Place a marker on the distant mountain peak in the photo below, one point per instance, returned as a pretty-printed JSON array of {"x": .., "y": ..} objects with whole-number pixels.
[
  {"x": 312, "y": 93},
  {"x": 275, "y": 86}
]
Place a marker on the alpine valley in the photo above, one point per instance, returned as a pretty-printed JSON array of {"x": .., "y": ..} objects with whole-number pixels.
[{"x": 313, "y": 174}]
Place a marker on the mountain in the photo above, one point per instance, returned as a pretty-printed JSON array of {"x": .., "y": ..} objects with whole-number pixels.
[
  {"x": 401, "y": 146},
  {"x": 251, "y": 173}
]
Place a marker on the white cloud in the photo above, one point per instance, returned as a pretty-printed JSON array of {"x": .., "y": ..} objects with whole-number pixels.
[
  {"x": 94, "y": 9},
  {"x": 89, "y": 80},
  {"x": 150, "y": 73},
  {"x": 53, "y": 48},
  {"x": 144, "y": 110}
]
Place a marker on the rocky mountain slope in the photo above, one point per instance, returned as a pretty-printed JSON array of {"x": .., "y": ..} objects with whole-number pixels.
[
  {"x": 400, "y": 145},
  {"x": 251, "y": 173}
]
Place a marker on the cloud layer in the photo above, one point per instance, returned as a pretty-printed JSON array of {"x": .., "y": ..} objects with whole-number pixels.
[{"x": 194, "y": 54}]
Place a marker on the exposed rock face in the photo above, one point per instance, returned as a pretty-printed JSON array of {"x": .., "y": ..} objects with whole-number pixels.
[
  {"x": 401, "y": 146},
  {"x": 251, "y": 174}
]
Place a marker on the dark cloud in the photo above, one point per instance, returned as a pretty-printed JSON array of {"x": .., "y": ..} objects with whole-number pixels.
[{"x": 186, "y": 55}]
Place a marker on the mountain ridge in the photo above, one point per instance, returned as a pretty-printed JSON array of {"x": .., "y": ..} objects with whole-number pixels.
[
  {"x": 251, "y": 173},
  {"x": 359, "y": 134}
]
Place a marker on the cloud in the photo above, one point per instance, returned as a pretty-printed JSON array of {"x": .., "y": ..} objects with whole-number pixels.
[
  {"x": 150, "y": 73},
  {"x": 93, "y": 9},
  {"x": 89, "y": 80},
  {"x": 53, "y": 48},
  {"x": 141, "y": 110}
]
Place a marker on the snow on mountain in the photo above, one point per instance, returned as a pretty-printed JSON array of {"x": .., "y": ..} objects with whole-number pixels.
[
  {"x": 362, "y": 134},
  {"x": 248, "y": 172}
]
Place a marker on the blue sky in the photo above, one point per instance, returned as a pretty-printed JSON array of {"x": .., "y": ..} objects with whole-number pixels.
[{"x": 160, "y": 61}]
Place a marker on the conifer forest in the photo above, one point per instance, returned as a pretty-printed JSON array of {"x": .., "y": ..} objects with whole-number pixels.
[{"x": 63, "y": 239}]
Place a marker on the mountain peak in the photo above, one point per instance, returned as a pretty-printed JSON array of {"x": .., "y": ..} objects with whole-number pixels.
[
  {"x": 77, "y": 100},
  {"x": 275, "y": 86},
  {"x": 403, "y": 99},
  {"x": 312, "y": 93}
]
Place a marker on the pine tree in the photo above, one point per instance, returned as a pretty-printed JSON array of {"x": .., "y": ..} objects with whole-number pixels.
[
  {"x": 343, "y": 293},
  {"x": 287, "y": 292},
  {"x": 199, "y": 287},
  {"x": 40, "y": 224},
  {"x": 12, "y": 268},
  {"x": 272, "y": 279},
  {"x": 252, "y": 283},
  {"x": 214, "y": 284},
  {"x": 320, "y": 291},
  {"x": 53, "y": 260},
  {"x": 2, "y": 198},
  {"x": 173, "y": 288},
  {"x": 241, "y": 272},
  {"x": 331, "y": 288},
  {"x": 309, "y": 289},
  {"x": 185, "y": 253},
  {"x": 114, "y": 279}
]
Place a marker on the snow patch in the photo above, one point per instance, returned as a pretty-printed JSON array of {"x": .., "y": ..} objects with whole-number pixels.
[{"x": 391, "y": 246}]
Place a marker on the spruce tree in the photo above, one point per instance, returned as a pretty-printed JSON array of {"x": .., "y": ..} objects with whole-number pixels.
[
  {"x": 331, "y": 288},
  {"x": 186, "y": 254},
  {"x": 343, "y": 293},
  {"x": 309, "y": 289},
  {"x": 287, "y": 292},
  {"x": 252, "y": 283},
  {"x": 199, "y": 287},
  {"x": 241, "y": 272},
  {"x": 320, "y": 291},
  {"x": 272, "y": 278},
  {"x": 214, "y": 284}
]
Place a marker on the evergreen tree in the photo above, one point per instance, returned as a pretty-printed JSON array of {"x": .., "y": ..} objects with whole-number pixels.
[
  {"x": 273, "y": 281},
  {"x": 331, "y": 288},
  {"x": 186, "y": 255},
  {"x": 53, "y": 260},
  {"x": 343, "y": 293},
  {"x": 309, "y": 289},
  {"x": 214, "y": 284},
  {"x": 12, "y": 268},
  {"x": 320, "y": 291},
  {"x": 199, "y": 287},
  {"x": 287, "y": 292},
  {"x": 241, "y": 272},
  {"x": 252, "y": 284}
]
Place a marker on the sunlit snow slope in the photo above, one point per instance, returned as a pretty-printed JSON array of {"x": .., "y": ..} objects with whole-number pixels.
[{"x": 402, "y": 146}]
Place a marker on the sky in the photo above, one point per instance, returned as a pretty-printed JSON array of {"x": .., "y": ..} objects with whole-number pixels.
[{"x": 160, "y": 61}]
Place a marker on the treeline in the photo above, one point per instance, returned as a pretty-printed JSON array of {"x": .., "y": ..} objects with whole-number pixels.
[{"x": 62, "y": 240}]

═══

▸ **Required work**
Give back every entry, unchanged in any way.

▸ **Problem solution**
Place a marker on the distant mountain peak in the photo below, one point per instance, returned as a pretty-printed JSON array of {"x": .., "y": ..} objects with whole-number pixels.
[
  {"x": 312, "y": 93},
  {"x": 275, "y": 86}
]
Place a marker on the alpine valley in the photo above, one point per instance, returned as a pretty-printed JSON array of {"x": .., "y": ..} objects with whole-number pixels.
[{"x": 313, "y": 174}]
Place a marker on the mountain in the photo above, one point per instance, returned as a pretty-printed JSON array of {"x": .., "y": ..} objects with whole-number pixels.
[
  {"x": 401, "y": 146},
  {"x": 251, "y": 173}
]
Place a marker on the white cloud in the photo above, one point per instance, returned as a pretty-printed JSON array of {"x": .., "y": ..} objects with whole-number pixels.
[
  {"x": 94, "y": 9},
  {"x": 89, "y": 80},
  {"x": 150, "y": 73},
  {"x": 53, "y": 48},
  {"x": 144, "y": 110}
]
Place a marker on the rocky mountain slope in the photo above, one point per instance, returned as a pretty-printed JSON array of {"x": .., "y": ..} objects with whole-number pixels.
[
  {"x": 400, "y": 145},
  {"x": 251, "y": 173}
]
Place a marker on the cloud layer in the photo above, one point per instance, returned as a pretty-printed JSON array of {"x": .., "y": ..} objects with whole-number pixels.
[{"x": 194, "y": 54}]
Place a marker on the exposed rock face in the photo above, one point per instance, returned as a pretty-printed JSON array of {"x": .., "y": ..} objects with whole-number pixels.
[
  {"x": 401, "y": 146},
  {"x": 251, "y": 174}
]
Place a marker on the dark cloud in the photo above, one point per instance, returned as a pretty-printed JSON array of {"x": .., "y": ..} objects with whole-number pixels.
[{"x": 186, "y": 55}]
Place a marker on the mountain ridge in the photo above, one point per instance, returned as a pretty-printed JSON array of {"x": .., "y": ..} objects with whole-number pixels.
[
  {"x": 251, "y": 173},
  {"x": 359, "y": 134}
]
Place a marker on the cloud in the photo above, one point per instance, returned as a pretty-printed JSON array of {"x": .., "y": ..} objects with whole-number pixels.
[
  {"x": 150, "y": 73},
  {"x": 93, "y": 9},
  {"x": 89, "y": 80},
  {"x": 53, "y": 48},
  {"x": 141, "y": 110}
]
Place a marker on the snow on mountain in the photo above, one point per instance, returned as a pretty-printed JSON array of {"x": .., "y": ..} objects with whole-number pixels.
[
  {"x": 362, "y": 134},
  {"x": 248, "y": 172}
]
Place a marker on the blue sky in the photo above, one point per instance, returned as a pretty-printed JSON array of {"x": .., "y": ..} objects with whole-number pixels.
[{"x": 160, "y": 61}]
Place a marker on the conifer forest in the photo above, one point per instance, returned as a pretty-printed JSON array of {"x": .., "y": ..} objects with whole-number pixels.
[{"x": 63, "y": 239}]
Place a marker on the mountain peak in the photo above, one point per instance, returned as a pretty-printed JSON array of {"x": .., "y": ..} objects with whole-number pixels.
[
  {"x": 77, "y": 100},
  {"x": 275, "y": 86},
  {"x": 403, "y": 99},
  {"x": 312, "y": 93}
]
Place a marker on the pine tree in the photo above, one point per instance, returned as a pretty-printed JSON array of {"x": .., "y": ..} objects with whole-number pixels.
[
  {"x": 343, "y": 293},
  {"x": 287, "y": 292},
  {"x": 199, "y": 287},
  {"x": 40, "y": 224},
  {"x": 12, "y": 268},
  {"x": 272, "y": 279},
  {"x": 252, "y": 283},
  {"x": 214, "y": 284},
  {"x": 320, "y": 291},
  {"x": 53, "y": 260},
  {"x": 2, "y": 198},
  {"x": 173, "y": 288},
  {"x": 241, "y": 272},
  {"x": 331, "y": 288},
  {"x": 309, "y": 289},
  {"x": 185, "y": 253},
  {"x": 114, "y": 279}
]
Place a marker on the snow patch in the photo above, one point per instance, returned as a pretty-printed JSON array of {"x": .., "y": ..} objects with whole-number pixels.
[{"x": 391, "y": 246}]
Place a marker on the spruce tree in the photo above, one point per instance, returned as a pretty-printed JSON array of {"x": .., "y": ..} objects with whole-number pixels.
[
  {"x": 331, "y": 288},
  {"x": 186, "y": 254},
  {"x": 343, "y": 293},
  {"x": 309, "y": 289},
  {"x": 287, "y": 292},
  {"x": 252, "y": 283},
  {"x": 199, "y": 287},
  {"x": 241, "y": 272},
  {"x": 320, "y": 291},
  {"x": 272, "y": 278},
  {"x": 214, "y": 284}
]
Place a marker on the evergreen tree in the photo above, one point per instance, returned as a pretty-printed JSON array of {"x": .., "y": ..} objects with whole-number pixels.
[
  {"x": 273, "y": 281},
  {"x": 331, "y": 288},
  {"x": 186, "y": 255},
  {"x": 53, "y": 260},
  {"x": 343, "y": 293},
  {"x": 309, "y": 289},
  {"x": 214, "y": 284},
  {"x": 12, "y": 268},
  {"x": 320, "y": 291},
  {"x": 199, "y": 287},
  {"x": 287, "y": 292},
  {"x": 241, "y": 272},
  {"x": 252, "y": 284}
]
Place a marker on the sunlit snow slope in the photo above, one point per instance, returned as a pretty-printed JSON array of {"x": .., "y": ..} objects with whole-number pixels.
[{"x": 402, "y": 146}]
Place a marker on the sky in the photo above, one point per instance, returned as a pretty-printed JSON array of {"x": .., "y": ..} objects with whole-number pixels.
[{"x": 160, "y": 61}]
Place a marker on the treeline in the photo above, one point per instance, returned as a pretty-printed JSON array of {"x": .., "y": ..} objects with whole-number pixels.
[{"x": 62, "y": 240}]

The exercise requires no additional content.